| Set problem |
Rewrite the listing below, changing "wooden deck" to "stone patio" and keeping everything else the same.

| Supplied data |
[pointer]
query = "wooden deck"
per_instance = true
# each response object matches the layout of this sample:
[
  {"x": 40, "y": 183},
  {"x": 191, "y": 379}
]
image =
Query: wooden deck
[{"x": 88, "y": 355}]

| The reply |
[pointer]
query = "stone patio"
per_instance = true
# each response object matches the layout of this sample:
[
  {"x": 40, "y": 183},
  {"x": 191, "y": 379}
]
image =
Query: stone patio
[{"x": 88, "y": 355}]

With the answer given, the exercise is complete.